Records from a data source
╭──
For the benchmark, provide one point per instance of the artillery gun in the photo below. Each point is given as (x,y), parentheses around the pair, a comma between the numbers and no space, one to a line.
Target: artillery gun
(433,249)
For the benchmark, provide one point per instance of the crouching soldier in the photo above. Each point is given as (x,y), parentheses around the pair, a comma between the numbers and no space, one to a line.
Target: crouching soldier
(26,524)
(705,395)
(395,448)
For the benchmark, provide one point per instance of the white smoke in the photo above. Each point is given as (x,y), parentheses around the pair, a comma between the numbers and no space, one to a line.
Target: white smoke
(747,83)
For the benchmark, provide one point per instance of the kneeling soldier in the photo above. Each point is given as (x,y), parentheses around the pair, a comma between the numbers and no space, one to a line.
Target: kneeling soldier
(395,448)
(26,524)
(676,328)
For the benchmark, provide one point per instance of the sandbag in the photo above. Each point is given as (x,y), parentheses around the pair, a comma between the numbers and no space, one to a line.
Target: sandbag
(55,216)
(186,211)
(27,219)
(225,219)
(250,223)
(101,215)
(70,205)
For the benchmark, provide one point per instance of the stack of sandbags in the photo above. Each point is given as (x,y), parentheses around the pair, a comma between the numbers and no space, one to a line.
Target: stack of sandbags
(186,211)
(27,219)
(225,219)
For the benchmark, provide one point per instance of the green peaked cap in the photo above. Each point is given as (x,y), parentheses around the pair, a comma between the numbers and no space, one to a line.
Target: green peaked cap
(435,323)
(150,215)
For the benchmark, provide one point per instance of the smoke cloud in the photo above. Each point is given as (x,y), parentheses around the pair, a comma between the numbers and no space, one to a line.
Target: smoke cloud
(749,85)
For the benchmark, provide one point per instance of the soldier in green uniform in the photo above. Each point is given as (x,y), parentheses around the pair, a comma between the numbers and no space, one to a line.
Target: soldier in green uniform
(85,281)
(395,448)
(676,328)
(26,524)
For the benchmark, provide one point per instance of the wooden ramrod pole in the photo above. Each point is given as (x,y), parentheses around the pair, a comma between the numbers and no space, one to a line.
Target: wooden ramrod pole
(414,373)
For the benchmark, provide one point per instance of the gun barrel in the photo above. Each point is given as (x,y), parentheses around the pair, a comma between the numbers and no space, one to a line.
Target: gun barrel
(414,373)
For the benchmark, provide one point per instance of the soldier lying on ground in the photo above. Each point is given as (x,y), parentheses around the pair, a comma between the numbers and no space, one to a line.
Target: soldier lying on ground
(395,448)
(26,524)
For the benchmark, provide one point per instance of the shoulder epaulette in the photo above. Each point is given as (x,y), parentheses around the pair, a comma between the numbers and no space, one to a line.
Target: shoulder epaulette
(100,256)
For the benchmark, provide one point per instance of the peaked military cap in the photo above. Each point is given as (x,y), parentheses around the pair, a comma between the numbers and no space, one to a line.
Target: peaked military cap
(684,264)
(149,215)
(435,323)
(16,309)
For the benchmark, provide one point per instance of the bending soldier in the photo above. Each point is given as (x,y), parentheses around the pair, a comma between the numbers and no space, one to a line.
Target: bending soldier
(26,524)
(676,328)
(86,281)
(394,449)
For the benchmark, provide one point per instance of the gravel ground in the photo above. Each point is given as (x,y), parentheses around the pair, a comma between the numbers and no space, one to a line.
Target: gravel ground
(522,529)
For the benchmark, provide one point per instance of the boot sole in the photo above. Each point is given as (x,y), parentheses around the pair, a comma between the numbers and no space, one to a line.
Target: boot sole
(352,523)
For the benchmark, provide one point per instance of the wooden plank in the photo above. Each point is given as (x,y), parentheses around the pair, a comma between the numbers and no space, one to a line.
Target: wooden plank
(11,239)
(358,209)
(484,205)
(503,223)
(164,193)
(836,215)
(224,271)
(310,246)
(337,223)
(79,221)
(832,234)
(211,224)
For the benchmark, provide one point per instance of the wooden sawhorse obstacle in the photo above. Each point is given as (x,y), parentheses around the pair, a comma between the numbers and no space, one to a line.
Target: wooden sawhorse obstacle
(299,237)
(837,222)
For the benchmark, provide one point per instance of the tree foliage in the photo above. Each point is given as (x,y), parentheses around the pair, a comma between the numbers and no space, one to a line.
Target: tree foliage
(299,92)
╰──
_GOAL_: The listing above should be transcribed in full, exactly as written.

_TASK SOLUTION_:
For the benchmark, provide one point per instance of the artillery gun in the photo below. Each point is given as (x,y), parentheses around the pair, a comma between the numbers and no space, one to a line.
Target: artillery gun
(433,249)
For the benchmark, provide one point per instance of the crouching soldier in the photo above. Each point is given as (x,y), parentheses around the pair, a comma between the numbers and no space, one to a line.
Target: crouching soldier
(26,524)
(705,395)
(395,448)
For the benchmark, provide one point per instance of the white smoke in the photo above. Each point is given as (x,y), parentheses around the pair, a comma between the numbers and no space, one to a line.
Target: white smoke
(747,83)
For the benchmark, provide one point per instance of the kneeling soldier in the photo above. Each point is given as (x,y), parentheses around the pair, a comma between the numbers and no space, one to a line.
Target: kneeling soldier
(395,448)
(26,524)
(676,328)
For the benchmark, provide one point per instance of the sandbag in the photo above. Each point is given as (x,y), parentheses around the pair, a comma between the numbers and no space, one to a line.
Target: sandbag
(55,216)
(186,211)
(27,219)
(225,219)
(250,223)
(101,215)
(70,205)
For the benchmark, provide one point per instance of the stack of sandbags in the photo above. Each point is given as (x,y), parentheses around the pair, a comma between the numbers and no space, one to a line.
Target: stack of sandbags
(186,211)
(27,219)
(225,219)
For the benchmark, provide one point per instance of the green peaked cap in the photo above. Each point is given as (x,y), parentheses around the pair, a comma between the numbers and no space, one to a line.
Target: green peaked cap
(435,323)
(150,215)
For the benchmark, provide one point per instance of the smoke cloud in the photo above. Each point is given as (x,y), parentheses around the pair, a comma between the numbers and no space, one to a line.
Target: smoke cloud
(749,85)
For the benchmark, provide one point per instance of the soldier in green uniform in the photo above. Each point is given as (x,y), parentheses around the pair, a comma between the numbers and no space, one to a line.
Target: soldier in green uniform
(85,281)
(395,448)
(676,328)
(26,524)
For the benchmark, provide one point per instance of the wooden ramrod pole in the photo above. Each point is given as (x,y), parentheses around the pair, a comma between the numbers and no space, one to a line.
Target: wooden ramrod pole
(414,373)
For the benchmark, provide one point per instance of the gun barrel in the photo above. Each point is given as (x,y), parentheses around the pair, a comma between the numbers and no space, one to a line.
Target: gun barrel
(414,373)
For the benchmark, provide one point per instance of the soldier lying on ground in the photo above. Each point is given as (x,y), parentheses around the pair, a comma between the numbers and no space, one to a line.
Target: soldier lying on ground
(395,448)
(26,524)
For the benchmark, provide one point per instance of the shoulder epaulette in the photo above. Each point is given as (x,y), parentheses around the pair, a comma between the numbers and no space, one to a line.
Target: shoulder epaulette
(100,256)
For the benchmark, provide one point per instance of the peaked military cap in the photo above. Each point is given as (x,y), parentheses around the pair, a comma between the numbers and no space, one to a line.
Target: peaked military cap
(684,264)
(149,215)
(435,323)
(16,309)
For the benchmark, provide one point per instance of the bending soldier in the photo above. Each point is given as (x,y), parentheses around the pair, a comma between the numbers and no space, one to a line.
Target: bending soldier
(26,524)
(676,328)
(86,281)
(394,449)
For the benchmark, provide one point per instance of the gravel ground in the photo above. Each point is given as (x,y), parentheses around the pair, a comma between the numbers and no space, one to a line.
Target: gravel ground
(522,529)
For the benchmark, provide one point per instance of the boot sole in the photo above. Each point is given as (x,y), parentheses around the pair, a comma between the numbers and no space, one to a line.
Target: boot sole
(352,523)
For the benchmark, provide one point per instance of the wooden plank in the photo above. Each point is given as (x,y), parentheses around the pair, a comma between the numbers and no space, one to a line.
Target: wooden plank
(11,239)
(358,209)
(484,205)
(503,223)
(164,193)
(836,215)
(224,271)
(310,246)
(337,223)
(79,221)
(832,234)
(211,224)
For the benchmark, provide one point per instance of the wooden sawhorse obstacle in the photo above. Each point is given as (x,y), parentheses around the pair, a comma between the numbers and no space, one to a line.
Target: wooden sawhorse obstacle
(299,237)
(837,222)
For the benchmark, provide one point per instance of the tree foliage in the photo above. Each point is given as (x,y), parentheses around the pair, a comma between the numbers and no space, one to a line.
Target: tree foliage
(299,92)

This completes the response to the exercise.